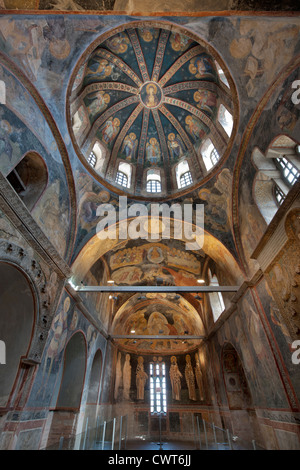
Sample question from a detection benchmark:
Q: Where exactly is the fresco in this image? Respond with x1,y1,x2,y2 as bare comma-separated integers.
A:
0,66,70,256
71,22,237,196
112,293,203,354
109,243,201,278
29,293,104,407
229,19,299,97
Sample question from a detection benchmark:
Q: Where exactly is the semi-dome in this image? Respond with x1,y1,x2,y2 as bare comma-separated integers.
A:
69,21,237,199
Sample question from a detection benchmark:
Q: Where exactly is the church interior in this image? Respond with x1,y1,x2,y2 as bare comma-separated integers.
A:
0,0,300,450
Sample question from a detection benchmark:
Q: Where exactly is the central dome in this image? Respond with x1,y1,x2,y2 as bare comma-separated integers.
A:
69,21,237,199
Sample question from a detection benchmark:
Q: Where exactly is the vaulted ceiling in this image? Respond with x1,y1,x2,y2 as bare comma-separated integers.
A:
70,21,237,199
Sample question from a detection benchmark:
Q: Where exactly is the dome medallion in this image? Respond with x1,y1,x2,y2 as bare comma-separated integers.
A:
68,21,238,200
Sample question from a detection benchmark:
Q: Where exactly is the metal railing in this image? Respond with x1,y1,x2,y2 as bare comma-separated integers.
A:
44,415,128,450
195,416,262,450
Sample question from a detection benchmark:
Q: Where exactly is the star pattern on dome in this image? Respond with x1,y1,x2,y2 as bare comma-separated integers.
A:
72,22,234,195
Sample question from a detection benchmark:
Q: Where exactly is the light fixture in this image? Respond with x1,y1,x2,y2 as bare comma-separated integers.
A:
68,279,77,290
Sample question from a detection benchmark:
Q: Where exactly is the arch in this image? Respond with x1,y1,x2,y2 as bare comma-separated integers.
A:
251,135,300,224
0,52,77,258
6,152,48,211
208,269,225,322
146,169,161,193
175,160,193,188
56,331,86,411
116,162,132,188
0,261,36,408
87,349,102,405
71,217,244,285
222,343,253,410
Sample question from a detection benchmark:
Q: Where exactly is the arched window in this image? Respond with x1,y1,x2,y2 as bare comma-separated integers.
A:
0,262,36,408
146,169,161,193
180,171,193,188
176,160,193,188
208,269,225,322
87,349,102,404
200,139,220,171
116,171,128,188
215,61,229,88
115,162,132,188
218,104,233,137
150,362,167,414
88,150,97,168
72,106,89,137
6,152,48,211
275,157,300,186
274,183,285,206
252,136,300,224
87,140,105,172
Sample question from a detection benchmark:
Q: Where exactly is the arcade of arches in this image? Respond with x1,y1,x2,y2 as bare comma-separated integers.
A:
0,0,300,450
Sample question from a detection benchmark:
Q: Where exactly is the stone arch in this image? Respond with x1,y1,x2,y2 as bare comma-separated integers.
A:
221,343,253,409
0,261,37,408
87,349,103,404
56,331,87,411
252,135,300,224
7,152,48,211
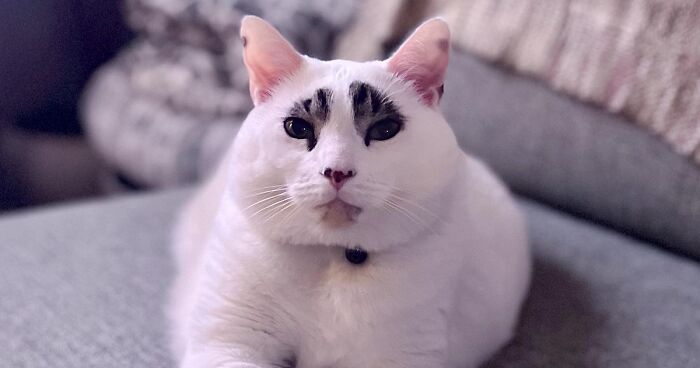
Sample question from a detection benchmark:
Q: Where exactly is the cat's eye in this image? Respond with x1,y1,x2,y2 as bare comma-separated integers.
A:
365,119,401,145
284,118,314,139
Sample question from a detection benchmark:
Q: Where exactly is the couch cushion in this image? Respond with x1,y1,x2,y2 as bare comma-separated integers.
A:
442,50,700,259
0,191,700,368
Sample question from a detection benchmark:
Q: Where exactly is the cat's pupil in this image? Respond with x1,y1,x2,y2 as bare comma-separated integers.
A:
284,118,314,139
366,119,401,142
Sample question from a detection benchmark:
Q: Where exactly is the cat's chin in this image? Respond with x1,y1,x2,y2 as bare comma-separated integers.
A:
316,198,362,229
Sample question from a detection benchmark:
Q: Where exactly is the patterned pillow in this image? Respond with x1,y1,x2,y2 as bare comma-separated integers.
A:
82,0,355,187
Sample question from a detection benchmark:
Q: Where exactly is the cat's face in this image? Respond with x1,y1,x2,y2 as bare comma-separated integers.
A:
231,20,461,250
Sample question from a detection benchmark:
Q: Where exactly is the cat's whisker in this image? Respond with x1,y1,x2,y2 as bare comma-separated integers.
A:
250,197,292,218
246,186,287,198
243,192,287,211
280,201,301,225
389,193,440,220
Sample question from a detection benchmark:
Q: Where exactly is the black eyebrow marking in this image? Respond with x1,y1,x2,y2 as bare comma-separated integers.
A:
285,88,333,151
349,81,406,145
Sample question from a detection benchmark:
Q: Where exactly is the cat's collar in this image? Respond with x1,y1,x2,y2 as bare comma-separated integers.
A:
345,247,369,266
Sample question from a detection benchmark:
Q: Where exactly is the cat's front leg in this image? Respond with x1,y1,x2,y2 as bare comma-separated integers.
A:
180,348,279,368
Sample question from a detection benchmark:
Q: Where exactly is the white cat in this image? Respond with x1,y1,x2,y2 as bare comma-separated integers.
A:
170,17,530,368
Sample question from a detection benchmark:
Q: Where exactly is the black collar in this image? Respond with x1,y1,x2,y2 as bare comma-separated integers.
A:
345,247,369,266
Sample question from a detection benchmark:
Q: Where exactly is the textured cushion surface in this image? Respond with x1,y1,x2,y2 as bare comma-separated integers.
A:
442,50,700,259
0,191,700,368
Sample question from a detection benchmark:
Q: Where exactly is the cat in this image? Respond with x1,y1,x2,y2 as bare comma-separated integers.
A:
169,16,531,368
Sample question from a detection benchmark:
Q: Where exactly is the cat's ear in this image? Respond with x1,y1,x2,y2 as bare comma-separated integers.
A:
241,15,304,105
386,18,450,106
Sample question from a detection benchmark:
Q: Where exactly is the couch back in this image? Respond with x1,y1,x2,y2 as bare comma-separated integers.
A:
337,0,700,259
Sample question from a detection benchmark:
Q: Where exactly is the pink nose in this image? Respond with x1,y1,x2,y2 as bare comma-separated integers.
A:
322,167,355,190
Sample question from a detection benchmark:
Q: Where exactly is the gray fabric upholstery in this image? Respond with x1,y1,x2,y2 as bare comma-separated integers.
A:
0,192,700,368
442,50,700,258
0,192,183,368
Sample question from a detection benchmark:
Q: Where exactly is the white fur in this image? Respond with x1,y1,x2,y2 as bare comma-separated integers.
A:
170,31,530,368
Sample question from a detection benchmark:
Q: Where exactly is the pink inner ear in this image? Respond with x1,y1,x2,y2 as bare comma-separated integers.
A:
241,16,303,105
388,19,450,106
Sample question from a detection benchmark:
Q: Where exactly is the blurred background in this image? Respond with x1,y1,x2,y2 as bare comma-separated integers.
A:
0,0,356,211
0,0,700,367
0,0,133,210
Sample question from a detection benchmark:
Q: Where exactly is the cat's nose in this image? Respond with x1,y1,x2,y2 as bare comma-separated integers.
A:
321,167,357,190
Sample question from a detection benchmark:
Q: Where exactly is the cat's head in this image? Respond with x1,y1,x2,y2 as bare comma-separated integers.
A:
227,17,461,250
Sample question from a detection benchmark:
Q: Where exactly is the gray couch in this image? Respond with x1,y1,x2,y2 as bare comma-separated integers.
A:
0,52,700,368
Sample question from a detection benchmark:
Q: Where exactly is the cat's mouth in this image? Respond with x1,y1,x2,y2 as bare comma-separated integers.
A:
316,198,362,227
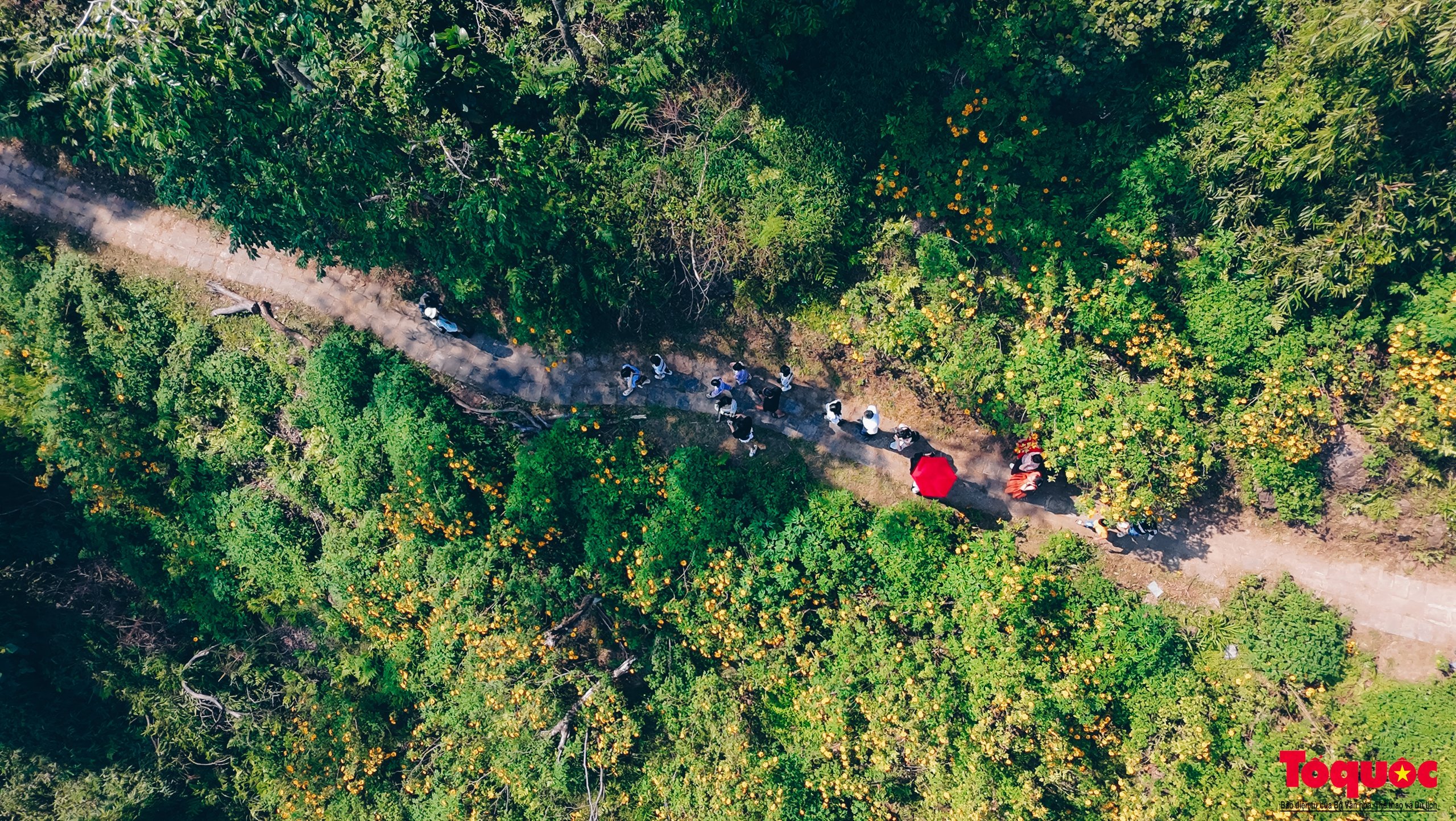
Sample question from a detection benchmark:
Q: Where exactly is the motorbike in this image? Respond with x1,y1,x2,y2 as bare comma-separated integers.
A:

-- -- --

> **TASK DETAILS**: Scale the material from its start through the line containing "229,19,299,97", both ends included. Reproduce every line, requests included, and multiply each bounding-box coordinate in the answers by 2.6, rounding to whole numbers with halves going up. Omit the pictures.

> **RESULT**:
Sample question from a detection benchmark:
Q: Where exactly is the fresco in this image? Respond with x1,y1,x2,y2 as bare comma-separated integers.
A:
0,172,182,666
185,57,616,510
291,762,528,920
283,632,523,723
75,762,270,1058
595,49,777,252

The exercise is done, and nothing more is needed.